GIVEN PROBLEM A.
Copy the records from the line containing "green undergrowth, setting" through the end of the records, both ends included.

^^^^^^^^

Although some have decried CNN's censorship of a self-labeled opinionated voice, I reject that notion. First and foremost, I am a champion of the First Amendment. The Media Institute, a non-profit organization that includes CNN and many other major news outlets as supporters, recently honored me with their annual First Amendment award for my work in championing free speech.

I believe free speech includes the right to be heard, but not everyone has a right to his or her own television show. Lou Dobbs exploited his position as a news anchor with his own nightly show and used it as a platform to advance his xenophobic and anti-business agenda. Now that he has lost that platform, he can pitch an op-ed as readily as anyone else can - and indeed his opinions belong somewhere other than on a serious news network.

What I found most troubling about CNN's nightly airing of Dobbs' opinions and rants was the fact that CNN was carried on screens in our nation's airports. Why, I wondered, did airport managers force Americans, our overseas guests, and airline workers to watch the worst face of America?

^^^^^^^^

GIVEN PROBLEM B.
Rewrite the stretch of the CNN and Lou Dobbs text from "Although some have" through "championing free speech.", putting "nonprofit group" in place of "non-profit organization".

Pointing dataset excerpts
^^^^^^^^

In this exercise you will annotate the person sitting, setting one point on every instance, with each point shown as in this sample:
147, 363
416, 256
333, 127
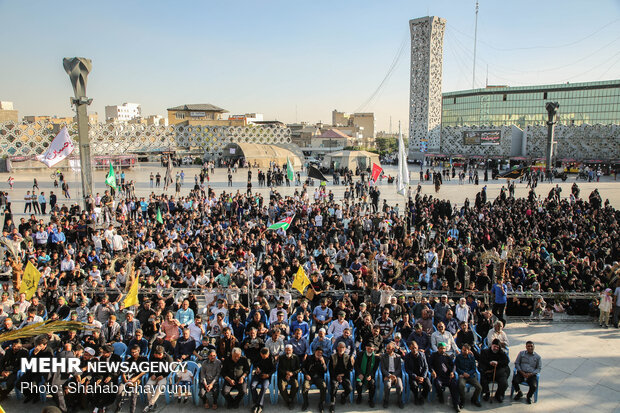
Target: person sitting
300, 345
348, 342
528, 365
465, 364
494, 364
426, 321
264, 367
498, 333
451, 323
442, 372
322, 342
288, 368
442, 336
416, 367
340, 368
391, 369
365, 368
234, 371
314, 368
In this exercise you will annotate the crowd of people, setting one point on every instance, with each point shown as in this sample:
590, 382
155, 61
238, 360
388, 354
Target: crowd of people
418, 292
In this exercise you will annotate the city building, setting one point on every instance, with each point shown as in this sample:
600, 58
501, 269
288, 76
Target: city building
48, 119
580, 103
425, 87
248, 118
203, 114
363, 123
7, 113
123, 113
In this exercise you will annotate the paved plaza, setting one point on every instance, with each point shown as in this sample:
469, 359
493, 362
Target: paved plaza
608, 188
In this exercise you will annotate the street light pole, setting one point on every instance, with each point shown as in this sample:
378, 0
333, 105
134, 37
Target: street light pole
552, 110
78, 69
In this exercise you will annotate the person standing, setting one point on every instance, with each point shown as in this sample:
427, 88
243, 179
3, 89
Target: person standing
27, 202
494, 364
314, 369
528, 365
499, 299
465, 364
53, 200
42, 202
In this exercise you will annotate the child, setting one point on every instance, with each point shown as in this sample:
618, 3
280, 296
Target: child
184, 385
604, 308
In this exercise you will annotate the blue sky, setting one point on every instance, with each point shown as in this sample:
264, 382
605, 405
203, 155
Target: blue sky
290, 60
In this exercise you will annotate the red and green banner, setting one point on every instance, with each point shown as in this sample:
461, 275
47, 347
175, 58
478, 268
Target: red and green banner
284, 224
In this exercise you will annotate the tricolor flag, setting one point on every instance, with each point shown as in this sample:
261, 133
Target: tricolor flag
376, 172
284, 224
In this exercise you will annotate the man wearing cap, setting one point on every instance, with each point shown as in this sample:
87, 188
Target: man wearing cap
156, 383
322, 342
347, 340
264, 367
337, 327
314, 368
129, 327
288, 368
300, 345
340, 368
527, 364
10, 364
235, 371
442, 372
365, 369
465, 364
391, 370
416, 367
209, 379
494, 362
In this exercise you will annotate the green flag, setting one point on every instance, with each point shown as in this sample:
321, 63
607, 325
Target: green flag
290, 174
111, 179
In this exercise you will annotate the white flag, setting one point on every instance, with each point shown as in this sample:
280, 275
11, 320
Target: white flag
59, 149
403, 169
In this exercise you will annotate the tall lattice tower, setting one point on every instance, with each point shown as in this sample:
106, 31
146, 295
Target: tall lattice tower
426, 77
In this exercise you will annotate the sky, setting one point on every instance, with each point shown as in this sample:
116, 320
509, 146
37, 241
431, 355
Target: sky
291, 60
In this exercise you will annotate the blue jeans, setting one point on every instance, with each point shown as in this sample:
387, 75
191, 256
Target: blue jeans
258, 398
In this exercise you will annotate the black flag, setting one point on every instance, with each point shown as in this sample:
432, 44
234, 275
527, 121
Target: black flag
314, 172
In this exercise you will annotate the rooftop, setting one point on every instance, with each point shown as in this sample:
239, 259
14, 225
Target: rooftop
207, 107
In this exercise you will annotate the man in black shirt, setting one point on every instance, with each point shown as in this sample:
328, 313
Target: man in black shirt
340, 368
288, 368
264, 367
314, 369
442, 371
235, 370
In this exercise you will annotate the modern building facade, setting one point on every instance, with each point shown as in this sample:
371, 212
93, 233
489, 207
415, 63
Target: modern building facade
363, 122
590, 103
203, 114
426, 79
123, 113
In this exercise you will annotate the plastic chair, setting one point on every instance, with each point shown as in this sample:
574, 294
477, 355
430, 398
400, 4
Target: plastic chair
512, 389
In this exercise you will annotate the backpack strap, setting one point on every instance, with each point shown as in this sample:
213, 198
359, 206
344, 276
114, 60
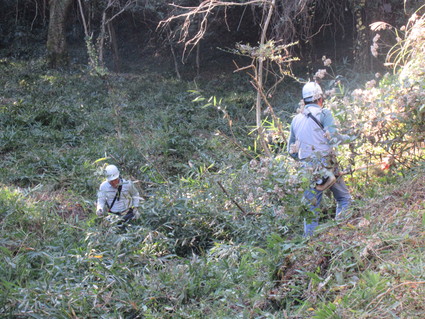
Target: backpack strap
316, 120
117, 197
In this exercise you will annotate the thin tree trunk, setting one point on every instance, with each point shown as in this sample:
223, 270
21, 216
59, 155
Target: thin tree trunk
260, 79
56, 38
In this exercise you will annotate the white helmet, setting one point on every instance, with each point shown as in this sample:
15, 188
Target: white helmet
312, 92
111, 172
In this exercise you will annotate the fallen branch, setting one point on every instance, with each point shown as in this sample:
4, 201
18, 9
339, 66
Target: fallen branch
382, 295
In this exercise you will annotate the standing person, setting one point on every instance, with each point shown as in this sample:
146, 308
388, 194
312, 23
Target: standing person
310, 141
117, 196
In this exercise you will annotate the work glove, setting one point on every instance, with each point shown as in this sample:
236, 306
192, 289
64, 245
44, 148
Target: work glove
136, 213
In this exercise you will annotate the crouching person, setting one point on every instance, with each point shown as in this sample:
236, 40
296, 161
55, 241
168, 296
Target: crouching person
117, 196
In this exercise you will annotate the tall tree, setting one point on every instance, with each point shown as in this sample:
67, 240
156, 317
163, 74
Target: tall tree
56, 39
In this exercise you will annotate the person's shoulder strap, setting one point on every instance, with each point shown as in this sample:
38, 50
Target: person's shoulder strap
316, 120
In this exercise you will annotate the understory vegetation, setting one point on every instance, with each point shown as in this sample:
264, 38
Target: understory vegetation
221, 223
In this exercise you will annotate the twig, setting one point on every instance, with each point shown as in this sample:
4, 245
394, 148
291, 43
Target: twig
233, 201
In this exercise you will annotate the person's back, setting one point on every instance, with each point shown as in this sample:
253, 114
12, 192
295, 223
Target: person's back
310, 133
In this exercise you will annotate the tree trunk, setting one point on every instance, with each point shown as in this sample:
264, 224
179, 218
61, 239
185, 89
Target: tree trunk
57, 54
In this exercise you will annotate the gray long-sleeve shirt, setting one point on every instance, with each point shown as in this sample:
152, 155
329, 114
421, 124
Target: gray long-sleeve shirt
311, 137
129, 196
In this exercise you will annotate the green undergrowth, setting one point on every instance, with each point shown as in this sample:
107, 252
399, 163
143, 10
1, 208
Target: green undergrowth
220, 231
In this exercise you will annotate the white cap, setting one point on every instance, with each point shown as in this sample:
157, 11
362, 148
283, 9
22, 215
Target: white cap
111, 172
312, 92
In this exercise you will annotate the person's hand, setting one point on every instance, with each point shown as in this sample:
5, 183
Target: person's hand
136, 213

^^^^^^^^

WRITTEN RESPONSE A.
In this exercise you will annotate the green undergrowth, setting one point on every instance, with each point shown as in this sample:
107, 252
399, 163
143, 10
1, 208
Target: green undergrowth
220, 231
In this exercise you will annotate the white cap, setting one point on every instance, with each point shown as in this sample:
157, 11
362, 148
283, 9
22, 215
Target: white cap
111, 172
312, 92
In this exercise you will annotate the person's hand, setting one point on every instance, with each point shown as in this sample:
5, 183
Target: person's hand
136, 213

WRITTEN RESPONSE B.
Although some have decried CNN's censorship of a self-labeled opinionated voice, I reject that notion. First and foremost, I am a champion of the First Amendment. The Media Institute, a nonprofit group that includes CNN and many other major news outlets as supporters, recently honored me with their annual First Amendment award for my work in championing free speech.